→ **BRIEF**:
Present all of the items below as a numbered list, leaving out any blank lines.

::::::

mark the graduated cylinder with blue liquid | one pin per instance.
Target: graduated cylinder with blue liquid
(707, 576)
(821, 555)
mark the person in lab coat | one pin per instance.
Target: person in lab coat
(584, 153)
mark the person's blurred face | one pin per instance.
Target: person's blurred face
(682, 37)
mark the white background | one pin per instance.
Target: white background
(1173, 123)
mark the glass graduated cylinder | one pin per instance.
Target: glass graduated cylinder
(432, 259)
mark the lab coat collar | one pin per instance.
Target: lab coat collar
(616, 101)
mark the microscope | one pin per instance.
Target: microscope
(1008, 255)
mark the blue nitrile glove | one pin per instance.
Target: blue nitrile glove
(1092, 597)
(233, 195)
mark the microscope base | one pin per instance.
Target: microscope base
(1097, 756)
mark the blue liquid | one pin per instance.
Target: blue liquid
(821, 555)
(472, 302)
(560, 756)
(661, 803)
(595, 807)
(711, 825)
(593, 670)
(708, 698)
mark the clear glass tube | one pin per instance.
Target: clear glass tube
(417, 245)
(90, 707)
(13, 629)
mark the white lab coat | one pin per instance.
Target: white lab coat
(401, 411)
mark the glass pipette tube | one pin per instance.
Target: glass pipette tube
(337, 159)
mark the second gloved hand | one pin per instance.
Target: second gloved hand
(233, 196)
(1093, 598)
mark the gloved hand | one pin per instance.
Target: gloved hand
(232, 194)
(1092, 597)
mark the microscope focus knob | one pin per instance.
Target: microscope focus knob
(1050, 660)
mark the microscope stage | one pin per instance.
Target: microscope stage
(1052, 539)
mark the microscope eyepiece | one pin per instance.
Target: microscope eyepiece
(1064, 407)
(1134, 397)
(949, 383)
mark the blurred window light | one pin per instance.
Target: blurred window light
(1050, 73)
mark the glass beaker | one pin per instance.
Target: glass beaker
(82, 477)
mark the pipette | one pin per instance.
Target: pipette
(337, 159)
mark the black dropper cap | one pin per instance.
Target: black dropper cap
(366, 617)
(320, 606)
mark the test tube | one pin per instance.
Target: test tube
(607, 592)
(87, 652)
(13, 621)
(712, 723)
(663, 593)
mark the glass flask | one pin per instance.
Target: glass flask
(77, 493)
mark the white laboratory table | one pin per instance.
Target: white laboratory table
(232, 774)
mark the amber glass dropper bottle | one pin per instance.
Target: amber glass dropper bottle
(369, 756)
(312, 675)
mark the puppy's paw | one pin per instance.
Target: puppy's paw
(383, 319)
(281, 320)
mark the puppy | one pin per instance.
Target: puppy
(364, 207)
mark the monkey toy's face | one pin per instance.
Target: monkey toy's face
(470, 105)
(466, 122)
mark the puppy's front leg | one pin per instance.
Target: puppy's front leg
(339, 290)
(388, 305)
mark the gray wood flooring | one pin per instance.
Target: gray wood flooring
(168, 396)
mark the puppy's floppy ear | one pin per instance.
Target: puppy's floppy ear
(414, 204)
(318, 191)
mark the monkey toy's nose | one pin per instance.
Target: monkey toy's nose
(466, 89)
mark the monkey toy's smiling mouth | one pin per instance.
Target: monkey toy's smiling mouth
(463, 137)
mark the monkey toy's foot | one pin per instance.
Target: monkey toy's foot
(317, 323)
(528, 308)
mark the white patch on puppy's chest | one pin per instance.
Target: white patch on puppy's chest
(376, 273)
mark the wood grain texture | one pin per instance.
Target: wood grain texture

::::::

→ **RESPONSE TO THE TASK**:
1. mark the graduated cylinder with blue liquid | one pin per instance.
2. Target: graduated cylinder with blue liquid
3. (707, 576)
4. (821, 555)
5. mark the person in lab coat | one pin per instance.
6. Target: person in lab coat
7. (584, 153)
8. mark the person's blurred face | one pin per instance.
9. Target: person's blurred face
10. (682, 37)
11. mark the white background | one pin per instance.
12. Target: white background
13. (1173, 123)
14. mark the glass graduated cylinder | one pin per instance.
15. Target: glass graduated cylinder
16. (432, 259)
17. mark the lab coat collar | one pin per instance.
18. Target: lab coat collar
19. (616, 101)
20. mark the microscope | one pin per instance.
21. Target: microscope
22. (1008, 255)
23. mark the blue nitrile glove | one pin per instance.
24. Target: blue nitrile glove
25. (1092, 597)
26. (233, 195)
27. mark the microscope base | one pin per instance.
28. Target: microscope base
29. (1097, 756)
30. mark the blue liquid | one pin per instance.
31. Target: blue liquid
32. (821, 555)
33. (472, 302)
34. (560, 756)
35. (661, 803)
36. (595, 807)
37. (711, 825)
38. (593, 670)
39. (708, 698)
40. mark the clear glass tube | one pin per instance.
41. Target: clear glass tube
42. (417, 245)
43. (90, 707)
44. (13, 629)
45. mark the white lab coat | one pin per instance.
46. Target: white lab coat
47. (401, 411)
48. mark the glass pipette tube | one pin per instance.
49. Target: glass pipette tube
50. (337, 159)
51. mark the second gloved hand | one pin per instance.
52. Target: second gloved hand
53. (233, 196)
54. (1093, 598)
55. mark the gloved hand | one pin per instance.
56. Target: gloved hand
57. (232, 194)
58. (1092, 597)
59. mark the microscope focus knob | one pin per instance.
60. Target: microscope focus knob
61. (1050, 660)
62. mark the microscope stage | one pin per instance.
63. Target: microscope stage
64. (1052, 539)
65. mark the microscope eyepiece | one pin per instance.
66. Target: microscope eyepiece
67. (1064, 407)
68. (1134, 397)
69. (949, 383)
70. mark the blurred window light | one pin per instance.
71. Target: blurred window light
72. (1050, 73)
73. mark the glass beaker | one pin per instance.
74. Target: glass beaker
75. (82, 477)
76. mark the pipette | one pin per instance.
77. Target: pipette
78. (337, 159)
79. mark the black dropper cap | one pin per instance.
80. Target: black dropper cap
81. (366, 617)
82. (320, 606)
83. mark the test tube | one pin per instance.
84. Target: test tube
85. (607, 592)
86. (87, 652)
87. (13, 621)
88. (712, 723)
89. (663, 593)
90. mark the glass flask | one pin per instance.
91. Target: glass flask
92. (77, 493)
93. mark the white laboratory table | one pin per instance.
94. Target: white laboratory table
95. (232, 774)
96. mark the amber glass dropper bottle | one pin per instance.
97. Target: amber glass dropper bottle
98. (369, 756)
99. (312, 675)
100. mark the puppy's paw | one pin per instance.
101. Target: puppy's paw
102. (383, 319)
103. (281, 320)
104. mark the puppy | one pin per instance.
105. Target: puppy
106. (364, 207)
107. mark the monkey toy's face | one pin per instance.
108. Target: monkey toy's face
109. (470, 105)
110. (466, 122)
111. mark the puppy's front leg | one pin per instance.
112. Target: puppy's front leg
113. (339, 290)
114. (388, 305)
115. mark the gray wood flooring | one pin per instance.
116. Target: gray wood flooring
117. (168, 396)
118. mark the puppy's floppy ear | one pin per instance.
119. Target: puppy's floppy ear
120. (414, 204)
121. (318, 191)
122. mark the monkey toy's nose | one pin per instance.
123. Target: monkey toy's nose
124. (466, 89)
125. mark the monkey toy's smiling mouth | one pin per instance.
126. Target: monkey toy's smiling mouth
127. (463, 137)
128. mark the monkey toy's foot | one pin per instance.
129. Target: monkey toy's foot
130. (317, 323)
131. (528, 308)
132. mark the white patch on puppy's chest | one pin per instance.
133. Target: white patch on puppy's chest
134. (376, 273)
135. mark the wood grain texture | one pin per instance.
136. Target: wood grain texture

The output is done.